__EXTRAHIERTER TEXT__:
Das einzige, das Favela-Bewohnerin Maria hat, ist ihr Zuhause. Egal, wie elend es auf andere wirkt. Unterwegs zu einem Ort, der bald verschwunden sein könnte.
von Lisa Altmeier und Steffi Fetz
Maria streicht durch das Haar eines Plastikponys. Fünf Jahre alt könnte sie in diesem Moment sein. Wäre da nicht ein Säugling um ihren Bauch geschnallt. Stünde da nicht ein zweites Kind, das nach Mama schreit und Maria meint. Maria ist 17. Als wir zum ersten Mal in ihr kindliches Gesicht mit den Pausbacken schauen, erschrecken wir. Rote Striemen, lang und dick wie Streichhölzer. Die auf der Stirn sind besonders tief. „Eine Favela kennt man nur, wenn man ganz oben war“, sagt sie und nimmt uns mit an den Ort, den sie liebt. Und um den sie sich große Sorgen macht. Einmal mit Maria nach Hause gehen, es wird ein Aufstieg nach unten.
Der Heimweg mit Maria beginnt da, wo die Favela Cantagalo noch Straßen hat und es eine Spendensammelstation gibt. Maria holt hier normalerweise Kleidung und Spielzeug für ihre Kinder. Sie geht nicht arbeiten. Wie auch, als Mutter zweier Kinder und Minderjährige aus der Favela? Der Vater ihrer Kinder hat auch kein Geld. Die Windeln sind knapp geworden. Sie hatte gehofft, hier welche aufzutreiben. „Das spendet niemand“, hat ihr die Frau geantwortet, die die Spenden verteilt. Stattdessen drückte sie Maria das Plastikpony und einen Schnuller mit eingebautem Fieberthermometer in die Hand.
Wenn Maria jetzt nach rechts abbiegen würde, wäre sie in wenigen Minuten am Meer. Am berühmtesten Strand Rio de Janeiros, an der Copacabana. Dort wo sich Touristinnen in knappen Bikinis sonnen und Strandverkäufer Kokosnüsse verkaufen. Maria biegt nie nach rechts ab. Sie kennt die Schönheit der Copacabana gut. Aber nur von oben. Ihre Finger greifen nach Sohn Luan, Baby Leandro wippt bei jedem Schritt auf ihrem Bauch auf und ab. Die drei gehen nach links, Richtung Bergseilbahn. Ein klappriger Wagen, der die 17-Jährige und ihre Kinder nach oben bringen wird – zumindest einen Teil des Weges. Sie stellen sich ans Ende der Schlange. Abfahrtszeiten gibt es nicht. Der 20-Personen-Aufzug fährt los, wenn er voll ist. Die Fahrt kostet nichts.

[Datensatzzeilen zum Zeigen auf Objekte]

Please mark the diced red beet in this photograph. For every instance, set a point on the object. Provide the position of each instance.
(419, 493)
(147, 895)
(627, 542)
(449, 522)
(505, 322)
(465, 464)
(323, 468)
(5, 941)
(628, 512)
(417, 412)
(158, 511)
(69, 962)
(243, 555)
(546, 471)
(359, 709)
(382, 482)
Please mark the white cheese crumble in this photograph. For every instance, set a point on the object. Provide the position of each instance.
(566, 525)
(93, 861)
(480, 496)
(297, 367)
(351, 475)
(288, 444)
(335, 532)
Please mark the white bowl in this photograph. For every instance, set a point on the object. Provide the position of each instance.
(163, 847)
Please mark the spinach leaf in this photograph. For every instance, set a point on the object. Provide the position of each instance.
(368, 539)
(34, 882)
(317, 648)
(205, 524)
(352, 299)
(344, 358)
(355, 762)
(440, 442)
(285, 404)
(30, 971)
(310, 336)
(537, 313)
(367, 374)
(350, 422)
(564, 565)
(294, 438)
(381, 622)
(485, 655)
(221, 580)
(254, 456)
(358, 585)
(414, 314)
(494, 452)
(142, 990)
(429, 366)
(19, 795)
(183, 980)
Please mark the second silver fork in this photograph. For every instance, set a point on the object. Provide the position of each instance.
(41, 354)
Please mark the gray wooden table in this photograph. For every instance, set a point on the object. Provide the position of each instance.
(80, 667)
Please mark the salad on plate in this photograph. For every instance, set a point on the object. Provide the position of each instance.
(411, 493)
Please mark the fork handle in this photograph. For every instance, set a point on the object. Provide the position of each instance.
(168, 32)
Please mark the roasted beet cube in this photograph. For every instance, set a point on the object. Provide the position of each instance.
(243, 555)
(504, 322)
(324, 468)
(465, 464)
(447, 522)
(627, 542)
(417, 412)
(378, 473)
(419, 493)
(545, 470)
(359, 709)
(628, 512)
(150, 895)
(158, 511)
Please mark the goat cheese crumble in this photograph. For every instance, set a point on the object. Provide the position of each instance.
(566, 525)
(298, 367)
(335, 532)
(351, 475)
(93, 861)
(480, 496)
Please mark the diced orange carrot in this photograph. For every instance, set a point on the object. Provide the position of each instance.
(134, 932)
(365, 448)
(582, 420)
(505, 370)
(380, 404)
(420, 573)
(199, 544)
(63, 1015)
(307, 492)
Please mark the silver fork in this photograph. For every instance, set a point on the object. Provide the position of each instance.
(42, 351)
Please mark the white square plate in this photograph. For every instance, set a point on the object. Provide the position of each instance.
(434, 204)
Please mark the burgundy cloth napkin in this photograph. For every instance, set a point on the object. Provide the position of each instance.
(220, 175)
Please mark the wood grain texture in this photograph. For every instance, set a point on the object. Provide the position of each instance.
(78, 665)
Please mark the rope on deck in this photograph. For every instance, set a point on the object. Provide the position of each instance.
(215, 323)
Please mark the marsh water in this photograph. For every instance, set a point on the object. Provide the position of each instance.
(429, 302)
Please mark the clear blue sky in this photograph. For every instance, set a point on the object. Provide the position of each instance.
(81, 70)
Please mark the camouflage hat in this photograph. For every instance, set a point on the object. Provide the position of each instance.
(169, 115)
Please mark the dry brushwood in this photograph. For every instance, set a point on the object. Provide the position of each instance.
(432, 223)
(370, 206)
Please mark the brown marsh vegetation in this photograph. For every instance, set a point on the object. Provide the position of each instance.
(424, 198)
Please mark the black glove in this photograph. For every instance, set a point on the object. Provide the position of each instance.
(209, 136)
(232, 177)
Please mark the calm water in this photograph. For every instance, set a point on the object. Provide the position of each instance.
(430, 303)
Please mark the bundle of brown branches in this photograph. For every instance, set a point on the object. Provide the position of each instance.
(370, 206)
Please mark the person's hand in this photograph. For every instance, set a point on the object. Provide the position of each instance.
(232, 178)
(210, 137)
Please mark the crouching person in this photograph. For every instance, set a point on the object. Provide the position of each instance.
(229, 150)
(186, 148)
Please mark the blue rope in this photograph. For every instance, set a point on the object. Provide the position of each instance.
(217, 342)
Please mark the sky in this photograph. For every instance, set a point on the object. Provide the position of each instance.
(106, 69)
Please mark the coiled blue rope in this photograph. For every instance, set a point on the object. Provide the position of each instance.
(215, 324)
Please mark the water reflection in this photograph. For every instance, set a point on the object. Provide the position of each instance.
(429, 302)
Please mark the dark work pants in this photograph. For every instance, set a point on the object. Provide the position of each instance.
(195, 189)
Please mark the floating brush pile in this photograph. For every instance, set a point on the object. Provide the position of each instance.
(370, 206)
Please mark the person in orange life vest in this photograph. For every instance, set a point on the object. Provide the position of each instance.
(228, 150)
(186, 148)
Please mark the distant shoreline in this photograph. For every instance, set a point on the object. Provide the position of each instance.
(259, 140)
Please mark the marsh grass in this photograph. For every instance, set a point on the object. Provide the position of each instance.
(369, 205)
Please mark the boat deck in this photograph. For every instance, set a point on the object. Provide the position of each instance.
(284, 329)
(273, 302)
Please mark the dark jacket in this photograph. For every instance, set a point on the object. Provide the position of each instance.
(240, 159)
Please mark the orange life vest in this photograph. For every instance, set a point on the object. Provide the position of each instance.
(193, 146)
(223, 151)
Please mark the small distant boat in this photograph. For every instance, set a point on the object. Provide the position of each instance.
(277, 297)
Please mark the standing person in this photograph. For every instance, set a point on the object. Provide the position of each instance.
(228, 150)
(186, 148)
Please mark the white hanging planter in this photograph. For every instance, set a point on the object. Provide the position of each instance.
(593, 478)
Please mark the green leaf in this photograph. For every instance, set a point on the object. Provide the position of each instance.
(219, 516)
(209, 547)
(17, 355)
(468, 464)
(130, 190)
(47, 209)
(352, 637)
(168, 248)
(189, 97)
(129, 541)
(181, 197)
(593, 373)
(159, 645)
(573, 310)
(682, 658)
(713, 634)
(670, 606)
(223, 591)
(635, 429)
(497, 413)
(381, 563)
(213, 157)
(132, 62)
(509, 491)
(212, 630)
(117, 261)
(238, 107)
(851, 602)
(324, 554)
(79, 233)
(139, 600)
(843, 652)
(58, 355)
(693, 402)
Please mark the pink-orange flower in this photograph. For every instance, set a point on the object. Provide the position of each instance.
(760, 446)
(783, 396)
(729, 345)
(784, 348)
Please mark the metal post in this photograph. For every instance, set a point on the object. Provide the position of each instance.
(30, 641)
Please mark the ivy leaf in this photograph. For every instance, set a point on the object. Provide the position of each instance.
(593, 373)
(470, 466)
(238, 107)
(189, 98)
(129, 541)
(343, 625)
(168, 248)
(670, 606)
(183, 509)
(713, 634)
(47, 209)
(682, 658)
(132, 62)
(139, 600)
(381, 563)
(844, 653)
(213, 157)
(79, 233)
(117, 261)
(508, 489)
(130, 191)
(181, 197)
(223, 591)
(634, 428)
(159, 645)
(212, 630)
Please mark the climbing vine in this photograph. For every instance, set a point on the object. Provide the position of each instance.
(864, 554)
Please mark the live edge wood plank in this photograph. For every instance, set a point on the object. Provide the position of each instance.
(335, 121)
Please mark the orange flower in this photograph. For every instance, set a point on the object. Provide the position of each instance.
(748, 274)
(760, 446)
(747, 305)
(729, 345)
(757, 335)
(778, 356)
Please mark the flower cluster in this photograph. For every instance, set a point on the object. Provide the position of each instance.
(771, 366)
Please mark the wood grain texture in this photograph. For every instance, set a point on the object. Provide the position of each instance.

__ÜBUNGSAUFGABEN__:
1 > Beantworten Sie zum Text über die Favela Cantagalo folgende Fragen:
(a) Wie alt ist Maria?
(b) Was hatte Maria an der Spendensammelstation eigentlich aufzutreiben gehofft?
(c) Wann fährt der 20-Personen-Aufzug der Bergseilbahn los?
2 > Führen Sie den Text über die Favela Cantagalo nach dem letzten Satz weiter.

__LÖSUNGEN IN REIHENFOLGE__:
1 >
(a) Maria ist 17 Jahre alt.
(b) Sie hatte gehofft, dort Windeln zu bekommen.
(c) Er fährt los, wenn er voll ist.

2 >
Die Seilbahn quietscht sich den Hügel hoch, vorbei an vielen Hütten auf wenig Raum. Türme wie Bauklötze. Viel zu früh stoppt die Bahn, viel zu weit weg von Marias zu Hause. Sie werden in einer der vielen engen Gassen ausgespuckt, in ein Labyrinth aus schmalen Abzweigungen und steilen Treppen. Luan ist langsam. „Komm Luan, komm“ sagt Maria. Es riecht nach Pisse. Das Abwasser umfließt die Plastikbecher und den übrigen Kram, der auf den Wegen liegt. Maria und ihre Kinder steigen darüber hinweg. Aber immerhin.
Bis vor drei Jahren mussten die Bewohner der Favela noch an einem bewaffneten Aufpasser vorbei, wenn sie nach oben wollten. Auf der Hälfte des Berges war ein Checkpoint des Comando Vermelho. Das ist die Drogenbande, die das Viertel kontrollierte. Seit 2008 stationiert die brasilianische Regierung Sondereinheiten der Militärpolizei in einigen Favelas von Rio. Sie sollen die Banden mit Gewalt aus den Elendsvierteln vertreiben, sie sollen den Ort befrieden. Auch in Cantagalo regiert jetzt nicht mehr die Drogenbande, sondern die Polizei.
Cantagalo war eine der ersten befriedeten Favelas – weil sie im Süden Rios liegt. In der Nähe der reichen Viertel. Wenn nächstes Jahr die Touristen zur Fußball-WM strömen, sollen die Favelas weniger elend aussehen. Offiziell heißen sie auch nicht mehr Favelas, sondern „Communidades“, Gemeinschaften. Doch das sei Make-up, rufen die Demonstranten auf den vielen Protesten gegen die WM, die es in den letzten Wochen in Rio gab. Sie regen sich darüber auf, dass Fußballstadien gebaut werden, während die Menschen in den Favelas kein funktionierendes Abwassersystem haben. In Wahrheit ginge es den Leuten hier genau so schlecht wie vorher.
Luans Augen sind so groß wie die von Maria, seine Ringe darunter größer. Der Zweijährige setzt sich auf eine der Stufen. „Pause?“ fragt Maria. Pause. Wir haben irgendwann aufgehört, die vielen hundert Stufen zu zählen. Es ist nicht mehr weit bis zu ihrem Zuhause ganz oben, bis nach „Caranguejo“,erklärt sie uns. Aber bevor wir dort ankommen, will sie uns noch etwas zeigen.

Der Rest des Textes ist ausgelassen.